### Given task
Gather every line in the data below that contains the word "sand", and copy each one in full in the order it appears.
⟨
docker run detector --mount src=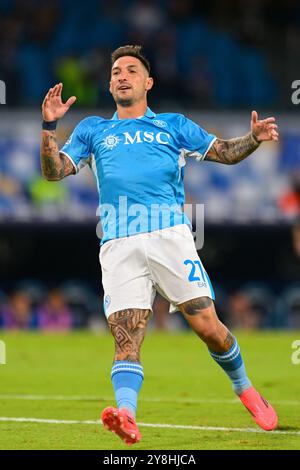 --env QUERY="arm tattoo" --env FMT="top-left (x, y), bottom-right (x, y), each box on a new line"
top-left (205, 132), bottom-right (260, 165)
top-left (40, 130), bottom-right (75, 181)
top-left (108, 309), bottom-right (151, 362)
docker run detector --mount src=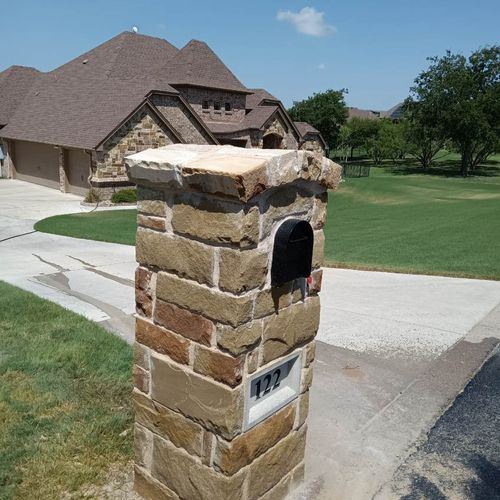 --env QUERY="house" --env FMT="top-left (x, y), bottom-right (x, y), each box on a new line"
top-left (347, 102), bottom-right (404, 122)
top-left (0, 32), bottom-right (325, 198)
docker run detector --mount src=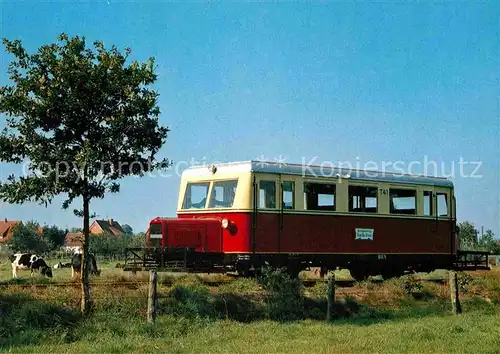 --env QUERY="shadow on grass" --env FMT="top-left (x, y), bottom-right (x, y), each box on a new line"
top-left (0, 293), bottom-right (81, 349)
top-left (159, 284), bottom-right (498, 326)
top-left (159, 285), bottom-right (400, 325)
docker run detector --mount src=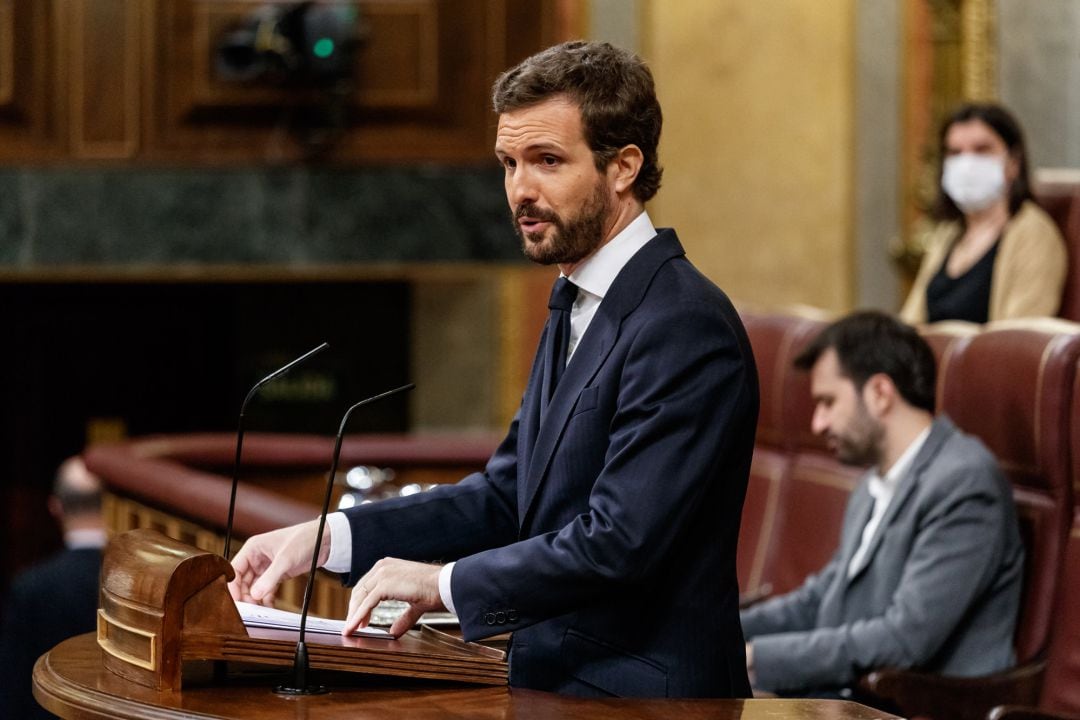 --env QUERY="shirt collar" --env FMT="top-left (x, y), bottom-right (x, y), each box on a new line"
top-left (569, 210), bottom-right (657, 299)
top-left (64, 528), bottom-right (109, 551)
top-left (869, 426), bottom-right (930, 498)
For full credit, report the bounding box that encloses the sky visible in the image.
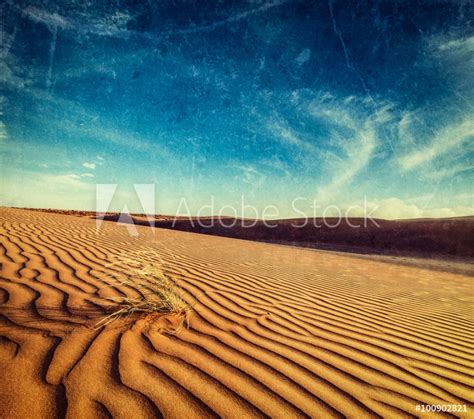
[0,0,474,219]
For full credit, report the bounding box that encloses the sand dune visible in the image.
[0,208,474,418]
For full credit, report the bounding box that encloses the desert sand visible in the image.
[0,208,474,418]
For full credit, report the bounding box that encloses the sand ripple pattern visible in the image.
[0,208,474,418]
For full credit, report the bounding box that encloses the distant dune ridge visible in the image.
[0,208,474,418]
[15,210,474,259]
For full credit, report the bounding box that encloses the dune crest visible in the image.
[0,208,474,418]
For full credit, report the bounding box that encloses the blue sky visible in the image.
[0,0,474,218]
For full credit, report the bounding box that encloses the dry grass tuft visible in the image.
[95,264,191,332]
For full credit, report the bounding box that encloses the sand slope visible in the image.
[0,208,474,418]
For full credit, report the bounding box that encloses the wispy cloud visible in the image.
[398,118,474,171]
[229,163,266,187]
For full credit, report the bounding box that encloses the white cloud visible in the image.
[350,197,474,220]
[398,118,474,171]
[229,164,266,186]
⟩
### Task response
For full credit, report the bounding box that encloses the sand dune visible in the image.
For full credit, report the bounding box that encloses the desert sand visible in the image.
For full credit, report the bounding box that encloses the sand ripple pattern visible in the image.
For full credit, report the bounding box that encloses the sand slope visible in the image.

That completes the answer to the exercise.